▶ **Source passage**:
Adding pileup corrections in the HTT analysis example
Overview
Teaching: 10 min
Exercises: 20 minQuestions
How to apply the pileup corrections in a specific analysis?
Objectives
TODO
Skimming
In order to add the pileup corrections, we need to use simulated events that contain the variable ‘pileup’. For this we will need to add some code to skim.cxx. Start by adding the following code to line 29. This will be used to get the simulated events while the original path in the analysis will be used for the data events.
/*
* Path to new version of simulations
*/
const std::string newSamplesBasePath = "root://eospublic.cern.ch//eos/opendata/cms/upload/od-workshop/ws1.0/";
To use the correct path we will add a boolean variable to the main function that tells which path to use and how to process the dataset. The addition will be presented later.

▶ **Data records**:

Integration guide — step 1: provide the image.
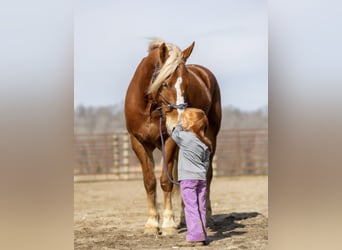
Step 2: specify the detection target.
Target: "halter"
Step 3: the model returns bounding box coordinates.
[157,91,188,185]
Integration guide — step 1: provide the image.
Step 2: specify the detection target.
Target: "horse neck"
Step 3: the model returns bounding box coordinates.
[130,57,155,110]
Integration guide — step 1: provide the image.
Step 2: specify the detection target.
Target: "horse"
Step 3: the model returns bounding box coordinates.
[124,39,222,235]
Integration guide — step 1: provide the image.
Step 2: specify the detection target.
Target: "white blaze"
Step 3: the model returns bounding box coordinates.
[175,77,184,117]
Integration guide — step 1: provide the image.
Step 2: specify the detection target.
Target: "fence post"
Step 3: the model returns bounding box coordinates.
[120,133,129,180]
[113,134,120,174]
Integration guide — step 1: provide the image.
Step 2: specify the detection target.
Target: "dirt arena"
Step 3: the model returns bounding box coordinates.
[74,176,268,250]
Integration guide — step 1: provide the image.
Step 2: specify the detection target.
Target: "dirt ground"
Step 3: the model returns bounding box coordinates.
[74,176,268,250]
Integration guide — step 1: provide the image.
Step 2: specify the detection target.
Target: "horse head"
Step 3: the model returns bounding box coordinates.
[148,42,195,132]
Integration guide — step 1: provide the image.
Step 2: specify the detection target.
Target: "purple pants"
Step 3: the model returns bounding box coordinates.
[180,180,207,241]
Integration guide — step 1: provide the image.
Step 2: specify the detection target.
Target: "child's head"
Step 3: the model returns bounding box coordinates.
[179,108,208,137]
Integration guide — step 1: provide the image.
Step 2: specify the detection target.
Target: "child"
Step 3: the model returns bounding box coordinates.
[171,108,212,246]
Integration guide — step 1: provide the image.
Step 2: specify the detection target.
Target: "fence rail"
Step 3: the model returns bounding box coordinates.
[74,129,268,180]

▶ **What you will do**:
(A) Format the records from the start up to and including the line that contains "[148,42,195,132]" as a two-column CSV with the columns request and answer. Use one row per request, put each field in quotes, turn line breaks into spaces, and leave the pictures out.
(B) Resume the page on adding pileup corrections in the HTT analysis from the point where it stops.

▶ **Exercise answers**:
(A)
request,answer
"Integration guide — step 1: provide the image. Step 2: specify the detection target. Target: ""halter"" Step 3: the model returns bounding box coordinates.","[157,91,188,185]"
"Integration guide — step 1: provide the image. Step 2: specify the detection target. Target: ""horse neck"" Step 3: the model returns bounding box coordinates.","[130,57,155,110]"
"Integration guide — step 1: provide the image. Step 2: specify the detection target. Target: ""horse"" Step 3: the model returns bounding box coordinates.","[124,39,222,235]"
"Integration guide — step 1: provide the image. Step 2: specify the detection target. Target: ""white blaze"" Step 3: the model returns bounding box coordinates.","[175,77,184,117]"
"Integration guide — step 1: provide the image. Step 2: specify the detection target. Target: ""fence post"" Step 3: the model returns bounding box coordinates.","[120,133,129,180] [113,134,120,174]"
"Integration guide — step 1: provide the image. Step 2: specify the detection target. Target: ""dirt arena"" Step 3: the model returns bounding box coordinates.","[74,176,268,250]"
"Integration guide — step 1: provide the image. Step 2: specify the detection target. Target: ""dirt ground"" Step 3: the model returns bounding box coordinates.","[74,176,268,250]"
"Integration guide — step 1: provide the image. Step 2: specify the detection target. Target: ""horse head"" Step 3: the model returns bounding box coordinates.","[148,42,195,132]"

(B)
Next we add the boolean variable to the function DeclareVaribles (line 214). The function should take ‘isData’ as a parameter.
auto DeclareVariables(T &df, bool isData)
Because the data events do not contain pileup variables, we will add the following code to line 257 to make sure pileup variables are declared only for simulated events.
if(!isData){ // for simulated events add also pileup variables
return df.Define("pt_1", "Muon_pt[idx_1]")
.Define("eta_1", "Muon_eta[idx_1]")
.Define("phi_1", "Muon_phi[idx_1]")
.Define("m_1", "Muon_mass[idx_1]")
.Define("iso_1", "Muon_pfRelIso03_all[idx_1]")
.Define("q_1", "Muon_charge[idx_1]")
.Define("pt_2", "Tau_pt[idx_2]")
.Define("eta_2", "Tau_eta[idx_2]")
.Define("phi_2", "Tau_phi[idx_2]")
.Define("m_2", "Tau_mass[idx_2]")
.Define("iso_2", "Tau_relIso_all[idx_2]")
.Define("q_2", "Tau_charge[idx_2]")
.Define("dm_2", "Tau_decayMode[idx_2]")
.Define("pt_met", "MET_pt")
.Define("phi_met", "MET_phi")
.Define("p4_1", add_p4, {"pt_1", "eta_1", "phi_1", "m_1"})
.Define("p4_2", add_p4, {"pt_2", "eta_2", "phi_2", "m_2"})
.Define("p4", "p4_1 + p4_2")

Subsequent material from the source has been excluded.